→ Problem
Answer these questions from the passage on Knossos and Phaistos below:
1. Which book by Mr. H. R. Hall is quoted?
2. According to the quotation, what two views could the king contemplate from the hilltop at Phaistos?
3. What does legend make Phæstos?

→ Provided text
Mr. H. R. Hall has a different impression. He says (The Ancient History of the Near East, p. 45): “At the same time that the king[Pg 46] of Knossos built his new palace in his capital ... he also built himself a southern palace in the Messarà.... As from the near neighbourhood of Knossos a fine view of the sea, the haven, and the ships of the thalassocrats could be obtained, with Dia beyond and perhaps Melos far away on the horizon, so from Phaistos itself an equally fine, but different, prospect greeted the royal eyes; from this hilltop he could contemplate on one side the snowy tops of Ida and on the other the rich lands of the Messarà.” He thinks that before the palace of Phæstos was built, the island, or at least the central portion of it, had been unified under the rule of Knossos. Legend makes Phæstos a colony of Knossos.

→ Image boundary annotation data
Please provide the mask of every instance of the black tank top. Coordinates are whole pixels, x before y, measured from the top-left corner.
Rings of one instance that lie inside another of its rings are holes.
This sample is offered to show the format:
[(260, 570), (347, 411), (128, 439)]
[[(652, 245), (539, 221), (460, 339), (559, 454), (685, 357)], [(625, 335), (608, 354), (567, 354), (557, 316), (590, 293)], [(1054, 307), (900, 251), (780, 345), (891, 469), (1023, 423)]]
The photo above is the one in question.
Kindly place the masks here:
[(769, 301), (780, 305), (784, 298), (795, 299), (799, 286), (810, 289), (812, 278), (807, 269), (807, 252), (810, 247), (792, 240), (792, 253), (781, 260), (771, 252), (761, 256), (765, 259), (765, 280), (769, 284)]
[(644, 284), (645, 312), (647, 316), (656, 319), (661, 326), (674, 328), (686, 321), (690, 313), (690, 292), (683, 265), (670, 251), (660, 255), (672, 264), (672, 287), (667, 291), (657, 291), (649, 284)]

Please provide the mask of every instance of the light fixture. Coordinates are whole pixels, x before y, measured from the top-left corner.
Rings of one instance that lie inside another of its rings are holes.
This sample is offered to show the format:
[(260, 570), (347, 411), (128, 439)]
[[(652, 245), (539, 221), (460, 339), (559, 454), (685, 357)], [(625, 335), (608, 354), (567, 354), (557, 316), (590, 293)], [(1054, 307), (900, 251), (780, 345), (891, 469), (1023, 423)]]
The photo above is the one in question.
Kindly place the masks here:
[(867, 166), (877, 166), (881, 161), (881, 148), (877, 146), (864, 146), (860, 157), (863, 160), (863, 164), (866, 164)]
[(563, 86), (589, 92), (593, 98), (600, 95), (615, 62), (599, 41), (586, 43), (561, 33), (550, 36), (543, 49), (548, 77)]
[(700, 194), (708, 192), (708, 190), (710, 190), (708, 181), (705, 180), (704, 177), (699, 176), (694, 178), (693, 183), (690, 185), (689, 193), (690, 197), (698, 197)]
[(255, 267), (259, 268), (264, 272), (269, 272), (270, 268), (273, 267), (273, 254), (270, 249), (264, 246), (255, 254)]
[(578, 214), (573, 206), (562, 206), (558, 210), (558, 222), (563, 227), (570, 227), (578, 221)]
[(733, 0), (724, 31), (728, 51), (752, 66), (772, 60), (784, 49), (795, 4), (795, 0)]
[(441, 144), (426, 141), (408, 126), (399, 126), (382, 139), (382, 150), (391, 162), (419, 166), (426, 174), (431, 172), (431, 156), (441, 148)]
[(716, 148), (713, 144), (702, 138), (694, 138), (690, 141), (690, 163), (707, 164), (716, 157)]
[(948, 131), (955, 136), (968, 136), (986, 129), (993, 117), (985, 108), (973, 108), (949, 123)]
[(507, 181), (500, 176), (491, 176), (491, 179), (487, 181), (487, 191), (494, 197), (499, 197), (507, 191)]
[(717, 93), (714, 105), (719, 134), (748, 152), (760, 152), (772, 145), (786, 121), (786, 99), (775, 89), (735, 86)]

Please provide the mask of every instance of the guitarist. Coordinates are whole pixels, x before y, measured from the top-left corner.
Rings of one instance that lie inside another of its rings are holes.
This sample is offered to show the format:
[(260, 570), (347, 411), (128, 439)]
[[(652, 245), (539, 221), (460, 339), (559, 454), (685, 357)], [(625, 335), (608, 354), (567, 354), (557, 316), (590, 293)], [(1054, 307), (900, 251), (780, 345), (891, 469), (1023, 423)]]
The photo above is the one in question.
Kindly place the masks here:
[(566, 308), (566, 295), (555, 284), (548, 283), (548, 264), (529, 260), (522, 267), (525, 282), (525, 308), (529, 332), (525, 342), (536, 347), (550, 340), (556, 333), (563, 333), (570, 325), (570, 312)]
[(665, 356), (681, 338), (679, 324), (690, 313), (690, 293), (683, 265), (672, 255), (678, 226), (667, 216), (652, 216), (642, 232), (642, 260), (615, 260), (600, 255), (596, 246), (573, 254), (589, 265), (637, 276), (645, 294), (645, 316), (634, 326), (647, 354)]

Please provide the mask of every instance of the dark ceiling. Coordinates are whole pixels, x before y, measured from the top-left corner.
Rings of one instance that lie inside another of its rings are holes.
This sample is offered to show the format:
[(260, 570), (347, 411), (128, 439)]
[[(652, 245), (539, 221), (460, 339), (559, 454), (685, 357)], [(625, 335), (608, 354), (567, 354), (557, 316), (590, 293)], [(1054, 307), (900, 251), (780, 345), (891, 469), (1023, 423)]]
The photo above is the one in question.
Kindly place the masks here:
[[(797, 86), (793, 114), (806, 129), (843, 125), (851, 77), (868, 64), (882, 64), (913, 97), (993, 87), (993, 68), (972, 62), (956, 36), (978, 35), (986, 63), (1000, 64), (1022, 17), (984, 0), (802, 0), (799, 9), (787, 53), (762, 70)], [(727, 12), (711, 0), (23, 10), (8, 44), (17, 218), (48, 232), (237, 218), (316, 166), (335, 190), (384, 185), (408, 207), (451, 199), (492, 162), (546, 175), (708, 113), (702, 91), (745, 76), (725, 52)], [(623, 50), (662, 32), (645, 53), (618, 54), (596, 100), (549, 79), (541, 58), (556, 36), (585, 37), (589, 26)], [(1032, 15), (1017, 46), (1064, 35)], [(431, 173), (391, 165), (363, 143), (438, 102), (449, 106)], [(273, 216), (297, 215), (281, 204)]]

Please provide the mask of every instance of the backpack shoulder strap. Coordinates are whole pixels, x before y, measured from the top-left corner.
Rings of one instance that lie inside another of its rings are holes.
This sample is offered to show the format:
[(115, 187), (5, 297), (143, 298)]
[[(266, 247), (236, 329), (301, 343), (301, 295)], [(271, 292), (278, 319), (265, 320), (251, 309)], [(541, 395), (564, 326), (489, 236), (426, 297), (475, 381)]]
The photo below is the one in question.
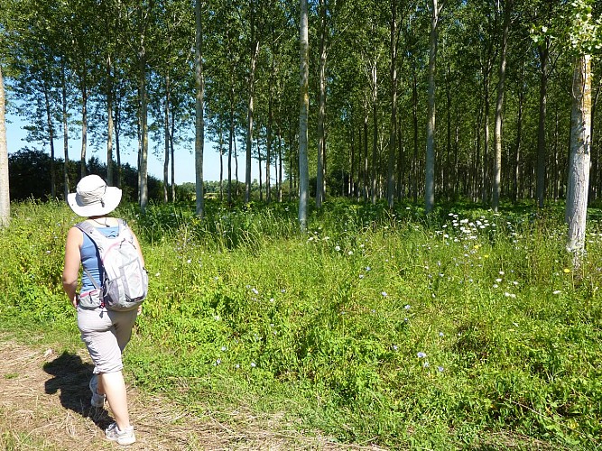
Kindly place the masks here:
[(105, 235), (98, 232), (94, 226), (86, 221), (82, 221), (76, 224), (75, 226), (86, 234), (99, 251), (105, 249)]

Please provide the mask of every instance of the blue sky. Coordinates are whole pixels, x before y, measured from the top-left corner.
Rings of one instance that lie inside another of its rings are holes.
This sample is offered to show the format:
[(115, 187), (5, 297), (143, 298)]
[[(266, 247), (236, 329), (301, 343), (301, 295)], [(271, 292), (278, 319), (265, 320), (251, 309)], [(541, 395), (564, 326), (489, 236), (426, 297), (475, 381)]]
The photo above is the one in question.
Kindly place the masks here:
[[(27, 133), (23, 129), (23, 123), (21, 118), (17, 115), (11, 115), (9, 112), (6, 113), (6, 143), (8, 148), (8, 153), (14, 153), (18, 152), (23, 147), (36, 148), (41, 149), (42, 146), (36, 143), (27, 143), (25, 141), (25, 136)], [(191, 144), (189, 144), (191, 146)], [(125, 147), (125, 149), (124, 149)], [(158, 158), (153, 154), (153, 143), (150, 144), (151, 149), (149, 150), (149, 161), (148, 161), (148, 172), (150, 175), (162, 180), (163, 179), (163, 159), (162, 156)], [(122, 162), (130, 163), (132, 166), (136, 167), (136, 159), (137, 159), (137, 143), (126, 143), (126, 145), (121, 145)], [(48, 148), (42, 149), (47, 152), (50, 152)], [(60, 134), (60, 139), (55, 139), (54, 141), (54, 152), (57, 158), (64, 158), (63, 152), (63, 142), (62, 134)], [(69, 137), (69, 156), (70, 160), (79, 160), (79, 154), (81, 152), (81, 140), (79, 136)], [(107, 161), (107, 143), (104, 143), (99, 148), (92, 148), (88, 143), (88, 155), (96, 156), (102, 162)], [(195, 173), (194, 173), (194, 155), (190, 149), (175, 149), (175, 181), (176, 184), (181, 184), (184, 182), (194, 182), (195, 181)], [(224, 179), (227, 178), (227, 167), (226, 166), (227, 160), (224, 158)], [(171, 171), (171, 168), (170, 168)], [(233, 178), (234, 178), (234, 159), (233, 159)], [(170, 172), (171, 173), (171, 172)], [(171, 176), (170, 176), (171, 177)], [(257, 170), (257, 161), (253, 161), (253, 170), (251, 171), (252, 179), (258, 178)], [(238, 155), (238, 178), (241, 181), (245, 180), (245, 156)], [(218, 180), (219, 179), (219, 156), (216, 150), (214, 149), (213, 143), (210, 142), (205, 142), (205, 152), (203, 155), (203, 179), (205, 180)]]

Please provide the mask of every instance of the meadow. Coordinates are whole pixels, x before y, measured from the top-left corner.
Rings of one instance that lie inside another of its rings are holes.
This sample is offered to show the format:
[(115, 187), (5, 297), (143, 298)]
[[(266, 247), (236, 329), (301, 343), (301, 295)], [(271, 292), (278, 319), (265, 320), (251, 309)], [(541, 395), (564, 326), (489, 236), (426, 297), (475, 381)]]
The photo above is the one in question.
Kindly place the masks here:
[[(126, 376), (199, 417), (244, 406), (390, 448), (602, 445), (602, 215), (579, 271), (561, 205), (135, 206), (150, 295)], [(13, 205), (0, 330), (79, 345), (62, 292), (63, 203)]]

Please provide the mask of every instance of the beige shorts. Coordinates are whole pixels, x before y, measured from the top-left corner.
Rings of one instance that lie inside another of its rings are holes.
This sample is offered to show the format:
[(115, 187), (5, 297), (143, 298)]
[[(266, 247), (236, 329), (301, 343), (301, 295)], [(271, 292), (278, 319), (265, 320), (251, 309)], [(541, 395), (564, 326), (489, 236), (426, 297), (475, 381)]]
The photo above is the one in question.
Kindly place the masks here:
[(123, 369), (121, 354), (132, 337), (137, 316), (135, 309), (122, 312), (78, 307), (78, 327), (94, 362), (95, 374)]

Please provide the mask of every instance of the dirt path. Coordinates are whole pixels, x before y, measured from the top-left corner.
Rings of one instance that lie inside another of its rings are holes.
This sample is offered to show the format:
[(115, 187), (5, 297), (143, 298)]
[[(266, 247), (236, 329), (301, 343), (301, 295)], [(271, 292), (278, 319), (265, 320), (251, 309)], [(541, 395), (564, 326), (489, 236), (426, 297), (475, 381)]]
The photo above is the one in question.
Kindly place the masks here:
[[(110, 410), (89, 403), (92, 364), (84, 351), (57, 354), (51, 348), (15, 344), (0, 336), (0, 450), (120, 448), (105, 439)], [(200, 419), (167, 400), (128, 387), (135, 444), (128, 450), (376, 449), (341, 446), (305, 437), (271, 421), (245, 418), (241, 429)], [(278, 419), (272, 421), (278, 422)]]

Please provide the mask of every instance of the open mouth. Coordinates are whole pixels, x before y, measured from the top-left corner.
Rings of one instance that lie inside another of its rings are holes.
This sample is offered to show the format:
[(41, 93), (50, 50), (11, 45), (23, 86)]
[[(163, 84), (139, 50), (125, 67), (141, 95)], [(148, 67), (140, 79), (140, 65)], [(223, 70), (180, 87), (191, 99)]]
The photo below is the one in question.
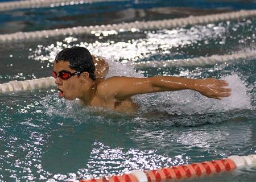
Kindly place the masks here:
[(64, 97), (64, 92), (59, 88), (58, 90), (59, 90), (59, 96), (60, 96), (60, 97)]

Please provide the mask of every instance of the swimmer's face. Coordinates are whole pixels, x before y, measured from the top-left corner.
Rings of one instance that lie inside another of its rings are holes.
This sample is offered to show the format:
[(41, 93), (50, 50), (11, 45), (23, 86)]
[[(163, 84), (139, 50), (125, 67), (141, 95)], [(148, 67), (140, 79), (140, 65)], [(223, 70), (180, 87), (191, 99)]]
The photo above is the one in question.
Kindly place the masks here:
[[(77, 71), (69, 68), (68, 61), (55, 62), (53, 71), (59, 76), (61, 71), (67, 71), (75, 73)], [(59, 96), (68, 100), (73, 100), (79, 97), (81, 94), (80, 89), (81, 85), (80, 77), (75, 75), (67, 80), (61, 79), (59, 76), (55, 80), (55, 84), (57, 85)]]

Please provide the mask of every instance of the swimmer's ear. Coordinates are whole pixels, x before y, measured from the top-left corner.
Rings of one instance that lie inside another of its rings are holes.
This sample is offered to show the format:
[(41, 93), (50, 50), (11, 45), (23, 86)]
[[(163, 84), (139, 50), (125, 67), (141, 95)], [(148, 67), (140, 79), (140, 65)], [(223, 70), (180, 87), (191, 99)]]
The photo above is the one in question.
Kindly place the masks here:
[(80, 77), (81, 77), (81, 81), (82, 82), (86, 82), (86, 80), (90, 77), (90, 75), (89, 74), (88, 72), (82, 72), (82, 73), (81, 73), (80, 75)]

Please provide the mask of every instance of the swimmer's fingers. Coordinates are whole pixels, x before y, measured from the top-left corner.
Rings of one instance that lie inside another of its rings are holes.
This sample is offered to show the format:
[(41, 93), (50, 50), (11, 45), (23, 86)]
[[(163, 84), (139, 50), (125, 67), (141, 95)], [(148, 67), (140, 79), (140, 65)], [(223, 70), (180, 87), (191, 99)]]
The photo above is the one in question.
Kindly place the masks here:
[(220, 97), (211, 97), (210, 98), (216, 98), (216, 99), (219, 100), (220, 101), (221, 100), (221, 98)]
[(216, 94), (213, 96), (215, 97), (227, 97), (231, 96), (230, 92), (217, 92)]

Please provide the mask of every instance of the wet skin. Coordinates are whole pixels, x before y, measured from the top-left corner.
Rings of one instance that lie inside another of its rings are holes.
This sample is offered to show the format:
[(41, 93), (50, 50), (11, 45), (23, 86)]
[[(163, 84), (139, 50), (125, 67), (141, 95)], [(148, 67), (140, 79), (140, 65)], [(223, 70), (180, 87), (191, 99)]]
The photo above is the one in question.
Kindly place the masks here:
[[(191, 79), (170, 76), (148, 78), (116, 76), (106, 78), (104, 76), (108, 72), (108, 65), (103, 59), (97, 57), (93, 56), (95, 73), (98, 77), (96, 80), (92, 80), (89, 73), (86, 72), (66, 80), (57, 77), (55, 83), (60, 97), (69, 100), (78, 98), (86, 105), (101, 106), (118, 111), (134, 112), (138, 106), (131, 97), (136, 94), (191, 89), (206, 97), (218, 100), (231, 95), (231, 89), (224, 88), (228, 83), (214, 78)], [(72, 73), (76, 72), (69, 68), (67, 61), (54, 63), (54, 72), (59, 73), (63, 70)]]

→ The result
1. The Ancient History of the Near East.
2. The snowy tops of Ida on one side and the rich lands of the Messarà on the other.
3. A colony of Knossos.